■ **Description of the task**
Print word for word the records from the line containing "of the string" through the end.

■ **Records supplied**
****

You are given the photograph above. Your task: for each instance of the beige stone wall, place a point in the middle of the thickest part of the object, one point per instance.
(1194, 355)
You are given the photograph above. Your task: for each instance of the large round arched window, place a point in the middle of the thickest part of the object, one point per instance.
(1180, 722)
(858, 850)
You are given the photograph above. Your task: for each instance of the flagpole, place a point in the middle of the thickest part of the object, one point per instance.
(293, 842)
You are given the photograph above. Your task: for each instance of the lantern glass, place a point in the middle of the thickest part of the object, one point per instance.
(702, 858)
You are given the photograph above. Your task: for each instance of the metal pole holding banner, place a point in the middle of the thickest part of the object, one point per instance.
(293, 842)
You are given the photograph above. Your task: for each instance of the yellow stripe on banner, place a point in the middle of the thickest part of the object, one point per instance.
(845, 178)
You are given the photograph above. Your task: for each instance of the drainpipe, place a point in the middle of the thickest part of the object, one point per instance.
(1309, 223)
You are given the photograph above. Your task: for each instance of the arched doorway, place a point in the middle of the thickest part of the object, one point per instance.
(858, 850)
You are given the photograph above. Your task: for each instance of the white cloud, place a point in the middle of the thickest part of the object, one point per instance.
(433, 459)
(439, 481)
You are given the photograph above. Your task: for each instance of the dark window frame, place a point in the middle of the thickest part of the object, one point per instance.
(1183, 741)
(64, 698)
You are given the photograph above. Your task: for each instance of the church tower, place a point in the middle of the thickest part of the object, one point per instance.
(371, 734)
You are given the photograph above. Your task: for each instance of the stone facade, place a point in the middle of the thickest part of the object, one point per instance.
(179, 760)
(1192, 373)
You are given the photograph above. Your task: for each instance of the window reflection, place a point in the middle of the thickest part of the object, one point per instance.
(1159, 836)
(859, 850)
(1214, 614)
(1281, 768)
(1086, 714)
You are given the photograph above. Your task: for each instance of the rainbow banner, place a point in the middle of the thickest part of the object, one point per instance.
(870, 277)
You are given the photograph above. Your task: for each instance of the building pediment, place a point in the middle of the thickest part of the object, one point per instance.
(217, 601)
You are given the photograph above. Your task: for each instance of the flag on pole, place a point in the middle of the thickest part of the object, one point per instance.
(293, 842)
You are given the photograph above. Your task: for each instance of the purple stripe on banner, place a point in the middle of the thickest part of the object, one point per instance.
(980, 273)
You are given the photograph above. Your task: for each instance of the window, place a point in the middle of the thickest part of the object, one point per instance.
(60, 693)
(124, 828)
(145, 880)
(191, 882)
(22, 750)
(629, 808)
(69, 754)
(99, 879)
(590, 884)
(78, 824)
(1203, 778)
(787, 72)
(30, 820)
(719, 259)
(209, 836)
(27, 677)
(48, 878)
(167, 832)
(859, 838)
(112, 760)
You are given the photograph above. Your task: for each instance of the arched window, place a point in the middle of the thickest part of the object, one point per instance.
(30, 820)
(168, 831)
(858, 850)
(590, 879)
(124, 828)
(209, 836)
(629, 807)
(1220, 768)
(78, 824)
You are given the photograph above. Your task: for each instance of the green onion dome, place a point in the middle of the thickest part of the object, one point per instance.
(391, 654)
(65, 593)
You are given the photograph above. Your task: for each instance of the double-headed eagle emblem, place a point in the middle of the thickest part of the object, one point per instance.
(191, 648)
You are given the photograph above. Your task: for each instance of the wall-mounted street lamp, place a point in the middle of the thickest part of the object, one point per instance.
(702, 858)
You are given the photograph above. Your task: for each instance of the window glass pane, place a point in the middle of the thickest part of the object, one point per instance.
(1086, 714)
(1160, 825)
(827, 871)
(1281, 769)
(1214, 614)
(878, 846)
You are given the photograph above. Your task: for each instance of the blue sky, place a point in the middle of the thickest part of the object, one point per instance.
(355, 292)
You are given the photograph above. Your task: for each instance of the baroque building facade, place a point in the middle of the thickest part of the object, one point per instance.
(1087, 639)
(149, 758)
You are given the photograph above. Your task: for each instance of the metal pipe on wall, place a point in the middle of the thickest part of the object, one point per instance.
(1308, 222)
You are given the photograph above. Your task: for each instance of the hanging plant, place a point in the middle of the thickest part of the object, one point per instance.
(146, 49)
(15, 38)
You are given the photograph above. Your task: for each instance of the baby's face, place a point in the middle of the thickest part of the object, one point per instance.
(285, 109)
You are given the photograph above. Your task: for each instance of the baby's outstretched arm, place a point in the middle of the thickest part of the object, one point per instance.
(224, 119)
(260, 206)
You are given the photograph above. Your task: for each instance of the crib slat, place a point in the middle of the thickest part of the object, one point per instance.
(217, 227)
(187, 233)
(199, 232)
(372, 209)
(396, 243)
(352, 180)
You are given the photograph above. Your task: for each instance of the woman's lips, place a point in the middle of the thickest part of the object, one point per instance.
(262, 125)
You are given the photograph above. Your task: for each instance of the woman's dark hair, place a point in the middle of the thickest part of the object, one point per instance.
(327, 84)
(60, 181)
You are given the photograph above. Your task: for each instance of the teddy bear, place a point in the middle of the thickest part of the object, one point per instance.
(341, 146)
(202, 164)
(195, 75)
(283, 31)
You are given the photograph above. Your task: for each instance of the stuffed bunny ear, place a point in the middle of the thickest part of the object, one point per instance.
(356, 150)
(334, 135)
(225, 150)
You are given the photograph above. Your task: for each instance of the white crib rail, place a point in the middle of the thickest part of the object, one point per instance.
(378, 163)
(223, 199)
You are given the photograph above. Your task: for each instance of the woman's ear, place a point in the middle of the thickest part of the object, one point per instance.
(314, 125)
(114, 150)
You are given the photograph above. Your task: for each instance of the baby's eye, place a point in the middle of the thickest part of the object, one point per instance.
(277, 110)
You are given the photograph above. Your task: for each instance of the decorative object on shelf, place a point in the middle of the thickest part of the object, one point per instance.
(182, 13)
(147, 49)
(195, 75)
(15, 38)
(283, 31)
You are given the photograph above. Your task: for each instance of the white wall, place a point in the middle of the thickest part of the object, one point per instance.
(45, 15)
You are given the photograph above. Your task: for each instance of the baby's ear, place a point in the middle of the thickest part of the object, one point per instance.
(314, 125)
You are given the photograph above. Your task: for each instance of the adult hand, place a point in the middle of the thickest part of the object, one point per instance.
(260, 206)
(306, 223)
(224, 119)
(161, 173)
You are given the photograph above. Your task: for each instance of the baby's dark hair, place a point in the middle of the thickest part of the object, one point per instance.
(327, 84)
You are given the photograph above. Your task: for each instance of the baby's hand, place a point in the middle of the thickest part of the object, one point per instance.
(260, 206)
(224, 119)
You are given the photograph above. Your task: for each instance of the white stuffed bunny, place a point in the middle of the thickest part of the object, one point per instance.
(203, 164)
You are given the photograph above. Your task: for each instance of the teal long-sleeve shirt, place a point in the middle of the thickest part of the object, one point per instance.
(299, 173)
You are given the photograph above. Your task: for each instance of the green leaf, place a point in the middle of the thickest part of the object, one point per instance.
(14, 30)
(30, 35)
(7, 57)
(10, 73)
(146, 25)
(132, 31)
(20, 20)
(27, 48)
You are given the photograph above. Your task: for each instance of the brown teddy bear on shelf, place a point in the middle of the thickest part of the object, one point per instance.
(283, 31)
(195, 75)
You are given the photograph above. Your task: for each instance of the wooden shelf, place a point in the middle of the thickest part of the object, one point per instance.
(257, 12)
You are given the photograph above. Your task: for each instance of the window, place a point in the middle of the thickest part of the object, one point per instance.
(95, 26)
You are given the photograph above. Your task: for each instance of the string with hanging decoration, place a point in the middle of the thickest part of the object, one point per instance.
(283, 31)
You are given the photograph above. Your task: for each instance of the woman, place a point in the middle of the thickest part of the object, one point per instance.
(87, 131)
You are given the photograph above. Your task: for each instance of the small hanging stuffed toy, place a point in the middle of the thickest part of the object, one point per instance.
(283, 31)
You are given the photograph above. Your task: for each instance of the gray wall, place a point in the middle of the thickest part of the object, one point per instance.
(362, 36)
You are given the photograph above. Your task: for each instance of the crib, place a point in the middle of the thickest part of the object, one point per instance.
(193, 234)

****

■ **Your solution**
You are given the photograph above. Your task: for each instance of the string with hanging decoration, place a point in the middle of the thickest part of the object, one point per instance.
(283, 31)
You are given the photograph above. Your task: for each instance of the woman, place a point in the middle of the thickest part of the object, one point per instance.
(87, 131)
You are given the photograph above. Your task: for each instance of the small hanging stuffed toy, place a point in the middle of the thickest part of the object, one point per instance.
(283, 31)
You are given the photograph above. Your task: for each instance of the gray wall, place a point in the middle of the thickest part of the object, one point per instance.
(362, 36)
You are given the photograph above. Your task: for each instance of the crib, place a point in the middle of the thickest part of the object, one point per instance.
(193, 234)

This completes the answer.